» Exercise aim:
Set the whole listing down again without deviation.

» Data listing:
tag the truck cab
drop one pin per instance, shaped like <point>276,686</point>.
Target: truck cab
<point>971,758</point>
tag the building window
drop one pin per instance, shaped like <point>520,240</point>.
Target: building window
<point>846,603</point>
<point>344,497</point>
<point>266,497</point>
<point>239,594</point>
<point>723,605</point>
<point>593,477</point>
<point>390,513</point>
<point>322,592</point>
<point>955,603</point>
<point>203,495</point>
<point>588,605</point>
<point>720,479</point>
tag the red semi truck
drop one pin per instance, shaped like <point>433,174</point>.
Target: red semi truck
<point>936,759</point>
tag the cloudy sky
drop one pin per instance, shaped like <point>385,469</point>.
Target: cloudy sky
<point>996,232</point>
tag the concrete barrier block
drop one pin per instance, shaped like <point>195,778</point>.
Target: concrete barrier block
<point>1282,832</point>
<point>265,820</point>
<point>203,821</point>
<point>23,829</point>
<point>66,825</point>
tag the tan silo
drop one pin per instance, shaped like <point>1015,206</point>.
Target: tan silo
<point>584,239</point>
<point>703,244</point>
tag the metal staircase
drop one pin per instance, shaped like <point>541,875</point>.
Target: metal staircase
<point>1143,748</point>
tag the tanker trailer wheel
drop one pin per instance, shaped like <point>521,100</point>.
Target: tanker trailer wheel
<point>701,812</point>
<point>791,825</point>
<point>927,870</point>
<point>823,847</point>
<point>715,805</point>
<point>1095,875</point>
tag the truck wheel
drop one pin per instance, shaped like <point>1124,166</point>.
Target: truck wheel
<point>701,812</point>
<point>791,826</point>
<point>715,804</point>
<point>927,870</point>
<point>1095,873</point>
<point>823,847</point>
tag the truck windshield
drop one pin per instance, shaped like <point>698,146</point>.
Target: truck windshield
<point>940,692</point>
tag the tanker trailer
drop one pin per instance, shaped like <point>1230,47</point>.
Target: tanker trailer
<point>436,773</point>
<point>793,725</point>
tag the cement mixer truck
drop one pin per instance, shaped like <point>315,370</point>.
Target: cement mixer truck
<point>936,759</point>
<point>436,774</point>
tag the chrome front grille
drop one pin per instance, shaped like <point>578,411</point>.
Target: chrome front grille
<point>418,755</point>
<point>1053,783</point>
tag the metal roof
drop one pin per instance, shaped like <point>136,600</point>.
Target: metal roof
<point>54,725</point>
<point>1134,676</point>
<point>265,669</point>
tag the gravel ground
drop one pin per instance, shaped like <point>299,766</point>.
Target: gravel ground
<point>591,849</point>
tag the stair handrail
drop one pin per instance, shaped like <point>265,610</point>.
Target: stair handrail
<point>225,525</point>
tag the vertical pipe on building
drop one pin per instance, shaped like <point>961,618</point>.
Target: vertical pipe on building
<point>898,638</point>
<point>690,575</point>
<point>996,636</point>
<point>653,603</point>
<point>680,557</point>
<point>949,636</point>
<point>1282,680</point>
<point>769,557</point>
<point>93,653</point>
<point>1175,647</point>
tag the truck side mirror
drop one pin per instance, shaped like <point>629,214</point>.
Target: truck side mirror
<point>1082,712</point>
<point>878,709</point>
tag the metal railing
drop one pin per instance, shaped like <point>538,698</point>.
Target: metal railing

» Exercise solution:
tag the truck cab
drop one pin per instance, shaped like <point>276,686</point>.
Target: truck cab
<point>971,758</point>
tag the building window
drop one pin per instance, shaped like <point>520,240</point>.
Target: building window
<point>846,603</point>
<point>344,497</point>
<point>266,497</point>
<point>239,594</point>
<point>723,605</point>
<point>593,477</point>
<point>390,513</point>
<point>322,592</point>
<point>955,603</point>
<point>203,495</point>
<point>588,605</point>
<point>720,479</point>
tag the red semi truck
drop one pin per instance, shaped like <point>433,174</point>.
Target: red semi truck
<point>936,759</point>
tag the cloudy sky
drop one pin per instance, shaped like <point>385,469</point>.
Target: cloudy sky
<point>996,232</point>
tag the concrete barrier block
drop one pin per instance, shaped like <point>195,778</point>.
Target: concrete barrier block
<point>1282,832</point>
<point>265,820</point>
<point>203,821</point>
<point>23,829</point>
<point>66,825</point>
tag the tan silo
drop one pin per instance, shaped like <point>1015,206</point>.
Target: tan silo
<point>584,239</point>
<point>703,244</point>
tag the metal staircase
drop one pin per instance, shaped like <point>541,875</point>.
Target: metal staircase
<point>1143,748</point>
tag the tanker trailer wheel
drop one pin per instance, shaped like <point>521,100</point>.
Target: tanker trailer wheel
<point>701,812</point>
<point>791,825</point>
<point>927,870</point>
<point>823,847</point>
<point>715,805</point>
<point>1095,875</point>
tag the truck wheel
drop one pin per instance, shaped like <point>1124,166</point>.
Target: truck wheel
<point>701,812</point>
<point>791,826</point>
<point>715,804</point>
<point>927,870</point>
<point>1095,873</point>
<point>823,847</point>
tag the truck windshield
drop one pin per instance, shaped like <point>698,146</point>.
Target: truck windshield
<point>940,692</point>
tag the tanker trailer
drop one pin per instance, shaped like <point>1230,47</point>.
Target: tanker trailer
<point>436,773</point>
<point>793,725</point>
tag the cement mixer truck
drop one pin per instance, shaped like <point>315,370</point>.
Target: cement mixer truck
<point>936,759</point>
<point>436,774</point>
tag the chrome front grille
drop one pin per instance, shaped like <point>578,411</point>.
Target: chrome front grille
<point>418,755</point>
<point>1053,783</point>
tag the metal roof
drop one pin per instance, shaped like <point>136,600</point>.
Target: metal roof
<point>54,725</point>
<point>1134,676</point>
<point>265,669</point>
tag the gravel ground
drop one pin per instance, shaped like <point>299,766</point>.
Target: gravel ground
<point>591,849</point>
tag the stair handrail
drop one pin per instance, shaped like <point>265,610</point>.
Target: stair handrail
<point>225,525</point>
tag the vertical pipe on building
drop one pin per instance, shaped like <point>961,618</point>.
Target: vertical pipe on building
<point>898,638</point>
<point>690,575</point>
<point>996,636</point>
<point>653,603</point>
<point>680,557</point>
<point>949,636</point>
<point>1282,680</point>
<point>769,557</point>
<point>93,653</point>
<point>1175,647</point>
tag the truck side mirror
drop one pin per instance, shaped like <point>629,214</point>.
Target: truck side mirror
<point>1082,712</point>
<point>878,709</point>
tag the metal railing
drop one pin per instance, shaped like <point>538,698</point>.
Target: metal railing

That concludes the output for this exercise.